*RECORDS PROVIDED*:

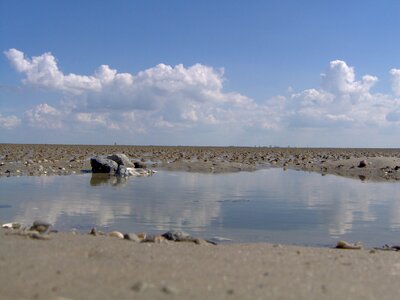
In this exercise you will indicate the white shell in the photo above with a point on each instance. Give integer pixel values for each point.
(116, 234)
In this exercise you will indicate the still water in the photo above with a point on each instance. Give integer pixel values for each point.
(269, 205)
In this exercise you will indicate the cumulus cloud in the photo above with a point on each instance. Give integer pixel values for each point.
(9, 122)
(395, 77)
(340, 79)
(162, 96)
(44, 116)
(172, 98)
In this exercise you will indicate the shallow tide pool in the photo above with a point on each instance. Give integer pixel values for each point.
(271, 205)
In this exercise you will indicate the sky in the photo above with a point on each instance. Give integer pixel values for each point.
(223, 73)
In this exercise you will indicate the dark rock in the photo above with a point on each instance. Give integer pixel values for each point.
(131, 237)
(103, 165)
(121, 159)
(40, 226)
(139, 165)
(176, 235)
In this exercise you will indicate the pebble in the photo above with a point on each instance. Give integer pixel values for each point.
(40, 226)
(169, 290)
(362, 164)
(12, 225)
(116, 234)
(132, 237)
(94, 232)
(346, 245)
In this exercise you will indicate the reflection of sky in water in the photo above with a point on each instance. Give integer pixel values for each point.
(269, 205)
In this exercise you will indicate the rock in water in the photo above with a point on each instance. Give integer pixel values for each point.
(40, 226)
(131, 237)
(346, 245)
(116, 234)
(139, 165)
(123, 171)
(103, 165)
(121, 159)
(362, 164)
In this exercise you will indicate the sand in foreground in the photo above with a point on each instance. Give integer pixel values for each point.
(86, 267)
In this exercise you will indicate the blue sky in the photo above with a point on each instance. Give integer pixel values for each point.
(299, 73)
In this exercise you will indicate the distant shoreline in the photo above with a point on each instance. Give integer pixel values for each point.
(53, 159)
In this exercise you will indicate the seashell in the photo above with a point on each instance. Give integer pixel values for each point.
(12, 225)
(346, 245)
(116, 234)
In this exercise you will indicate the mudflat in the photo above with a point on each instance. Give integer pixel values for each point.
(82, 266)
(365, 164)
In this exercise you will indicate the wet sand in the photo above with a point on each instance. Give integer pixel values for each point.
(80, 266)
(72, 266)
(37, 160)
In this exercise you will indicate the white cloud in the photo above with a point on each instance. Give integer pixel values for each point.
(44, 116)
(340, 79)
(395, 77)
(179, 98)
(9, 122)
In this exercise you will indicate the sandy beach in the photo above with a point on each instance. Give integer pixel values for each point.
(82, 266)
(72, 266)
(37, 160)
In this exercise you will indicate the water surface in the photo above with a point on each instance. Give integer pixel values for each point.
(270, 205)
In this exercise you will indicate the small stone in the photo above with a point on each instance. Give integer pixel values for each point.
(139, 286)
(132, 237)
(169, 290)
(362, 164)
(40, 226)
(346, 245)
(13, 225)
(116, 234)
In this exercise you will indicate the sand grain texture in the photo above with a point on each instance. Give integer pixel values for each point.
(85, 267)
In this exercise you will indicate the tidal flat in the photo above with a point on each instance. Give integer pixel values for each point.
(76, 265)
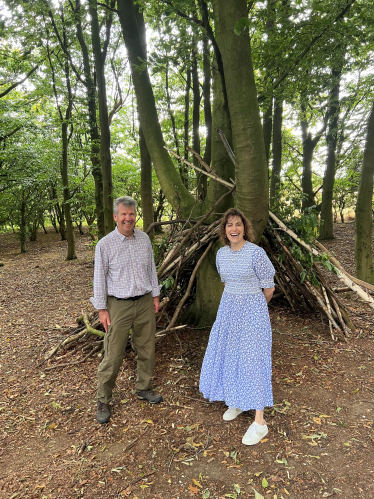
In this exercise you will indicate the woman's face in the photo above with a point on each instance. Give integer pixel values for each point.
(235, 230)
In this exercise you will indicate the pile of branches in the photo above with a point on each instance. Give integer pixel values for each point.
(300, 277)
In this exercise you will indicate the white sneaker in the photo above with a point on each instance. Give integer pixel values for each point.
(255, 434)
(231, 413)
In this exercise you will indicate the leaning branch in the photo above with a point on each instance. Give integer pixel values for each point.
(211, 175)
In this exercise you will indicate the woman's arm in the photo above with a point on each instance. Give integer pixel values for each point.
(268, 292)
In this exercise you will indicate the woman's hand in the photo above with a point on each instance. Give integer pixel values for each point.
(268, 292)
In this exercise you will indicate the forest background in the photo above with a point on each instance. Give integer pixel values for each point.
(91, 91)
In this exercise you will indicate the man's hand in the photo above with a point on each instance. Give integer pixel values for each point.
(156, 303)
(104, 319)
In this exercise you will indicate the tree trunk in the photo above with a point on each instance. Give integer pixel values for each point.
(94, 132)
(105, 157)
(252, 195)
(207, 105)
(209, 290)
(208, 285)
(22, 225)
(201, 179)
(221, 162)
(364, 210)
(170, 180)
(145, 158)
(183, 168)
(64, 172)
(327, 226)
(267, 125)
(277, 152)
(146, 183)
(306, 181)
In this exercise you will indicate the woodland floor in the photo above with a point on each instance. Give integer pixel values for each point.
(320, 442)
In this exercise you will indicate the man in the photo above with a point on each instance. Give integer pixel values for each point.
(126, 293)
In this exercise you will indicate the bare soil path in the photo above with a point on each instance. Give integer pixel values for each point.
(320, 442)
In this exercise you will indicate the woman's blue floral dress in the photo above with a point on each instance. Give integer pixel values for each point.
(237, 362)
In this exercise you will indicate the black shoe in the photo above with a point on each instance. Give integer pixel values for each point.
(149, 395)
(103, 413)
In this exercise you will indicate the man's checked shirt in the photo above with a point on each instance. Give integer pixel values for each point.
(124, 267)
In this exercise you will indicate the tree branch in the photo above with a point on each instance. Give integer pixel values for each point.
(17, 83)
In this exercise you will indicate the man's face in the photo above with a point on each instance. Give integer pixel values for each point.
(125, 219)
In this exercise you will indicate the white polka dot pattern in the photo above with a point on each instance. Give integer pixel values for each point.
(237, 363)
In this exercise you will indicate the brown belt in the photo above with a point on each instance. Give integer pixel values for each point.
(132, 298)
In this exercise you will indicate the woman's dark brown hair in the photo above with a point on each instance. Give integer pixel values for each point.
(231, 213)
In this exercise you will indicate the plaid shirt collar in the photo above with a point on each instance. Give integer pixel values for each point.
(122, 237)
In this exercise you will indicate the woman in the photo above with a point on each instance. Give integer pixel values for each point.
(237, 362)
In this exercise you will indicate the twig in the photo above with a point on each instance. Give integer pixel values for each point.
(189, 287)
(176, 251)
(98, 347)
(169, 222)
(167, 330)
(200, 159)
(197, 400)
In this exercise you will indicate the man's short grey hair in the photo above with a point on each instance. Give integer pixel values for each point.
(127, 201)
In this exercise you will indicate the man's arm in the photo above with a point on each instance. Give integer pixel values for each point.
(100, 284)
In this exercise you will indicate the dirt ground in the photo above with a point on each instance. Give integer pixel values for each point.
(320, 442)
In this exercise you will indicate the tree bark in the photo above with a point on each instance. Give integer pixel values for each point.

*THE PROBLEM*: Rewrite every line of the items above as one numbered list. Skip blank lines and leave the pictures out.

*ANSWER FOR THIS EXERCISE*:
1. In this exercise you will indicate the white shell in the photo above with a point on each instance. Give integer pixel values for each point.
2. (116, 234)
3. In this exercise you will indicate the still water in the photo above with a point on each instance. Give integer pixel values for each point.
4. (269, 205)
5. In this exercise you will indicate the cumulus cloud in the photo above with a point on each instance. Give integer pixel values for each point.
6. (9, 122)
7. (395, 77)
8. (340, 79)
9. (162, 96)
10. (44, 116)
11. (172, 98)
12. In this exercise you will indicate the shallow tide pool in the photo above with a point on each instance. Give integer pixel values for each point.
13. (271, 205)
14. In this exercise you will indicate the sky in the photo above with a point on each instance. Give integer pixel values for each point.
15. (223, 73)
16. In this exercise you will indicate the dark rock in the photo above with a point on each instance. Give integer pixel values for each point.
17. (131, 237)
18. (103, 165)
19. (121, 159)
20. (40, 226)
21. (139, 165)
22. (176, 235)
23. In this exercise you will indicate the pebble in the photo above with a point on each instance. Give integer pixel values for each point.
24. (40, 226)
25. (169, 290)
26. (362, 164)
27. (12, 225)
28. (116, 234)
29. (132, 237)
30. (94, 232)
31. (346, 245)
32. In this exercise you will indicate the reflection of sky in water in the photo above with a point on each instance. Give integer pixel values for each point.
33. (269, 205)
34. In this exercise you will indicate the rock in water in the photo above with a point on each instance. Give integer pixel values for each point.
35. (40, 226)
36. (131, 237)
37. (346, 245)
38. (116, 234)
39. (139, 165)
40. (123, 171)
41. (103, 165)
42. (121, 159)
43. (362, 164)
44. In this exercise you will indicate the sand in foreground in the photo above with a point on each instance. Give integer pixel values for each point.
45. (86, 267)
46. In this exercise you will indicate the blue sky in the photo above with a point on each instance. Give integer pixel values for each point.
47. (299, 73)
48. In this exercise you will indicate the distant shoreline in the photo above with a point on each instance. Give integer pixel values for each point.
49. (53, 159)
50. In this exercise you will indicate the seashell in the photo above with a point on each instance. Give integer pixel values for each point.
51. (12, 225)
52. (346, 245)
53. (116, 234)
54. In this exercise you will indicate the mudflat in the photo above with a point on each instance. Give integer pixel values for each point.
55. (82, 266)
56. (365, 164)
57. In this exercise you will indicate the wet sand in the photo above with a point on each instance. Give integer pixel values for each point.
58. (80, 266)
59. (72, 266)
60. (37, 160)
61. In this exercise you will indicate the white cloud in the photo above with a point on each instance. Give integer pixel values for each point.
62. (44, 116)
63. (340, 79)
64. (395, 77)
65. (179, 98)
66. (9, 122)
67. In this exercise you will indicate the sandy beach in the photo above with a point on each instance. Give integer pixel values for each point.
68. (82, 266)
69. (72, 266)
70. (37, 160)
71. In this exercise you will indicate the water surface in the photo above with a point on each instance. Give integer pixel values for each point.
72. (270, 205)
73. In this exercise you will indicate the small stone in the photo above with a point on each instance. Give integer pixel values for each point.
74. (139, 286)
75. (132, 237)
76. (169, 290)
77. (362, 164)
78. (40, 226)
79. (346, 245)
80. (13, 225)
81. (116, 234)
82. In this exercise you will indicate the sand grain texture in the photo above with a point on each instance. Give integer pixel values for each point.
83. (85, 267)
84. In this exercise you will indicate the tidal flat in the photo above with a point on each instance. Give integer pixel values for each point.
85. (76, 265)
86. In this exercise you will indicate the woman's face in the photo above with a point on each instance. Give integer pixel values for each point.
87. (235, 230)
88. In this exercise you will indicate the pile of branches in the photo above with a point on each instance. Give integer pixel values for each point.
89. (300, 277)
90. In this exercise you will indicate the white sneaker in the photo above with a point on each instance. Give integer pixel values for each point.
91. (255, 434)
92. (231, 413)
93. In this exercise you will indicate the leaning branch in the photo above with a point on each instance. Give integer pixel values for each point.
94. (211, 175)
95. In this exercise you will indicate the woman's arm in the photo above with a point on each instance. Give integer pixel values for each point.
96. (268, 292)
97. In this exercise you will indicate the woman's hand in the photo above with a point on each instance. Give integer pixel values for each point.
98. (268, 292)
99. In this exercise you will indicate the forest background in the photo above with a point on each instance. Give integer pixel values for each point.
100. (91, 91)
101. In this exercise you will indicate the man's hand in the photo above with a point on each instance. Give integer pixel values for each point.
102. (156, 303)
103. (104, 319)
104. In this exercise you will indicate the tree trunk in the photo above with a point on each instance. Give integer pixel values for each point.
105. (94, 132)
106. (105, 157)
107. (252, 195)
108. (207, 105)
109. (209, 290)
110. (208, 285)
111. (22, 225)
112. (201, 179)
113. (221, 162)
114. (364, 210)
115. (170, 180)
116. (145, 158)
117. (183, 168)
118. (64, 172)
119. (327, 226)
120. (267, 125)
121. (277, 152)
122. (146, 183)
123. (306, 181)
124. In this exercise you will indicate the woodland floor in the photo above with a point on each instance. Give integer pixel values for each point.
125. (320, 442)
126. In this exercise you will indicate the man in the photo above with a point on each instance. Give integer pixel values for each point.
127. (126, 293)
128. In this exercise you will indicate the bare soil path in the photo above with a point on each instance. Give integer pixel values for each point.
129. (320, 442)
130. In this exercise you will indicate the woman's blue floral dress in the photo above with a point on each instance. Give integer pixel values for each point.
131. (237, 362)
132. In this exercise you will indicate the black shoe in the photo above with a point on each instance. Give integer pixel values for each point.
133. (149, 395)
134. (103, 413)
135. In this exercise you will indicate the man's checked shirt in the photo above with a point on each instance. Give integer pixel values for each point.
136. (124, 267)
137. In this exercise you will indicate the tree branch in the photo above with a point on each instance. Give integer pixel values for each point.
138. (17, 83)
139. In this exercise you will indicate the man's face in the photo above with a point on each instance. Give integer pixel values for each point.
140. (125, 219)
141. In this exercise you will indicate the white polka dot pattern in the photo above with a point on each instance. Give integer pixel values for each point.
142. (237, 363)
143. In this exercise you will indicate the brown belt in the photo above with a point on each instance. Give integer pixel values for each point.
144. (132, 298)
145. In this exercise you will indicate the woman's dark brown hair in the photo above with a point on each instance. Give integer pixel values for each point.
146. (231, 213)
147. In this exercise you will indicate the plaid shirt collar in the photo above with a point on each instance. Give integer pixel values for each point.
148. (122, 237)
149. In this exercise you will indicate the woman in the photo above with a point on each instance. Give integer pixel values for each point.
150. (237, 362)
151. In this exercise you will indicate the twig in the photo above with a point on each instance. Give integer pixel values for each point.
152. (189, 287)
153. (176, 251)
154. (98, 347)
155. (169, 222)
156. (167, 330)
157. (200, 159)
158. (197, 400)
159. In this exercise you will indicate the man's short grey hair in the photo above with a point on each instance. Give integer pixel values for each point.
160. (127, 201)
161. In this exercise you will indicate the man's arm in the photo above with a point on each instance. Give integer pixel values for each point.
162. (100, 284)
163. In this exercise you will indicate the dirt ground in the photo above with a point on each instance. Give integer pixel values for each point.
164. (320, 442)
165. In this exercise you will indicate the tree bark in the photo above with a point on each instance. Give integer pixel values for each point.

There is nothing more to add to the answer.